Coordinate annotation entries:
##############################
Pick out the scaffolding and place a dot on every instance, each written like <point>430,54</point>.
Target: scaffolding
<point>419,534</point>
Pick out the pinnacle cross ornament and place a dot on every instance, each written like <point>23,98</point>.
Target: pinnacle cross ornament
##############################
Starting from the line with "Pick out the pinnacle" and ending with the final line of the data, quote every line exactly, both ends included.

◆ TASK RESULT ◆
Pick out the pinnacle cross ornament and place a dot on every instance, each written like <point>23,98</point>.
Target: pinnacle cross ornament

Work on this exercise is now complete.